» **DOCUMENT SEGMENT**:

------------------------------------

New in RapidMiner Studio 6.0.3 (Jan 10, 2017)

  • Enhancements:
  • Added new dialog to create and manage various connections
  • Tasks (shown in the lower right corner) should no longer unintentionally block each other
  • Process result display creation should be much faster now
  • Added attribute statistics when hovering over a table header in the example set result view.
  • New order for special attributes in data and meta data result view
  • Execute SQL dialog now has syntax highlight and content assist (ctrl+space)
  • Extension can now declare more than one dependency
  • Added 'unmatched example set' output port to Filter Examples operator which outputs all examples that did not match the specified condition
  • Added parameter to De-Normalize operator to control handling of missing attributes
  • Added parameter to Execute Process which allows to control if process should fail if you define a macro which is not defined in the context of the embedded process
  • Added GUI parameter rapidminer.gui.plotter.default.maximum which defines the maximum size of an example set for which a default plot will be created
  • Bug fixes:
  • BUGFIX: Vote operator should be functional again
  • BUGFIX: Excel 2007 import no longer fails when the sheet contains nominal formula values
  • BUGFIX: Custom filters for the Filter Examples operator should no longer crash when selecting the 'matches' filter on empty input
  • BUGFIX: FindThreshold operator now throws error if the confidence role has the wrong name or does not exist
  • BUGFIX: Fixed bug preventing storage of Lift charts in the repository
  • BUGFIX: Fixed bug in expression parser which did not remove faulty expressions, leading to errors in later runs
  • BUGFIX: Fixed bug that prevented the usage of global process-related macros
  • BUGFIX: Loop Repositories operator can now be stopped
  • BUGFIX: Fixed recent processes being sometimes cut off in the Welcome perspective
  • BUGFIX: Fixed wrong default file extension for directory and file parameters
  • BUGFIX: Fixed rearranging of operators in subprocesses
  • BUGFIX: Fixed bug when creating charts for an empty example set
  • BUGFIX: Optimize Parameters Operator now interrupts with an understandable explanation when no performance values were delivered
  • BUGFIX: Fixed error with password fields when the password is less than 4 characters long
  • BUGFIX: Vector Linear Regression now checks for missing values
  • BUGFIX: Fixed scrolling when moving operators outside of visible area
  • BUGFIX: Support Vector Machine(LibSVM) can now be stopped
  • BUGFIX: Fix result of Join operator with only missing values in ID nominal attribute
  • BUGFIX: Decision Tree operators no longer fail with a cryptic error message when the label attribute contains missing values
  • BUGFIX: Generate Macro no longer proceeds if an error occurred during macro generation
  • BUGFIX: Using undefined macros as operator parameters now causes an error when executing the process
  • BUGFIX: Applying a k-NN model can now be stopped
  • BUGFIX: Logistic Regression (Evolutionary) can now be stopped
  • BUGFIX: NominalToNumerical can now be stopped
  • BUGFIX: Optimize Parameters (Evolutionary) can now be stopped
  • BUGFIX: Polynomial Regression can now be stopped
  • BUGFIX: Remove Duplicates operator can now be stopped
  • BUGFIX: Self-Organizing Map operator can now be stopped
  • BUGFIX: Support Vector Machine (Evolutionary) can now be stopped
  • BUGFIX: In most cases programs executed with Execute Program operator can now be stopped properly
  • BUGFIX: The chart selection menu in the results perspective should no longer appear in strange locations

New in RapidMiner Studio 6.0.2 (Jan 10, 2017)

------------------------------------

» **AIM OF THE TASK**:
Answer these questions using the release notes for RapidMiner Studio 6.0.3:
(a) Which key combination opens content assist in the Execute SQL dialog?
(b) Which operator gained a parameter for controlling the handling of missing attributes?
(c) For what length of password did the password field error occur?
The records have no connection to the release notes.

» **INFORMATION GIVEN**:
------------------------------------

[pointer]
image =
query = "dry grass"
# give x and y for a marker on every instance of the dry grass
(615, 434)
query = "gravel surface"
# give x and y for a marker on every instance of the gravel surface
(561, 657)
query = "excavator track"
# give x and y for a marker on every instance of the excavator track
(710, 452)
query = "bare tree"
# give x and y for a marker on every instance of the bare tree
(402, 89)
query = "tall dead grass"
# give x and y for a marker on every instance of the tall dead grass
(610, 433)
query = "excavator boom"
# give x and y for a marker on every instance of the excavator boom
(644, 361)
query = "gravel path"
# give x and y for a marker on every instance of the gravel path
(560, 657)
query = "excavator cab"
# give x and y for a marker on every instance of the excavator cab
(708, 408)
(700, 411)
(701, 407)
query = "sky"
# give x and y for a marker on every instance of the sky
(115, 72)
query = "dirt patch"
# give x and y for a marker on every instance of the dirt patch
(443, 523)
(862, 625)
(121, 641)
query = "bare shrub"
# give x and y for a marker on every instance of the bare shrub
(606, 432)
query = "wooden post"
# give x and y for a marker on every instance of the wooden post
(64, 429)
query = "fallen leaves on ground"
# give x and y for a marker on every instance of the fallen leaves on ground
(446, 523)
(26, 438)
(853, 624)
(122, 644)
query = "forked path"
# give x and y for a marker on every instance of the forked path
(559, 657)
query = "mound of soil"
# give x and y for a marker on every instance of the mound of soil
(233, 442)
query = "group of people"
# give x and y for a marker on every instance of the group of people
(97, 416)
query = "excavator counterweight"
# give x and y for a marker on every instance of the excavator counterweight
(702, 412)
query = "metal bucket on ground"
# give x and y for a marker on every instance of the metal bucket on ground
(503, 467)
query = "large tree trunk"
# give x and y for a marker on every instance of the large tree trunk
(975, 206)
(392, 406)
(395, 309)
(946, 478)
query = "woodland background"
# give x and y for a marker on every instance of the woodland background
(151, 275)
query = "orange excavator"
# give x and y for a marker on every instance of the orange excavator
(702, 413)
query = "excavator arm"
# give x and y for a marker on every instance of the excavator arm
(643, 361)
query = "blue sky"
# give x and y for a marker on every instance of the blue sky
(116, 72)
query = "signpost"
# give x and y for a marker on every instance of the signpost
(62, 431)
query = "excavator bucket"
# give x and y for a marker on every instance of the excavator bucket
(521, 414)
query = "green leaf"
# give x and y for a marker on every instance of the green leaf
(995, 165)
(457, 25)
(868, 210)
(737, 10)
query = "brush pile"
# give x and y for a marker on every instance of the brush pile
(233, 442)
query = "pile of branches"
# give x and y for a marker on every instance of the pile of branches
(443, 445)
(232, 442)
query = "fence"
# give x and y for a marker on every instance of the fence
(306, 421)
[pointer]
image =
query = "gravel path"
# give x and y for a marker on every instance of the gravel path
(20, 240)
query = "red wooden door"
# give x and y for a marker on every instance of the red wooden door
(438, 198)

------------------------------------

» **WRITTEN RESPONSE**:
(a) Ctrl+space.
(b) The De-Normalize operator.
(c) Passwords shorter than 4 characters.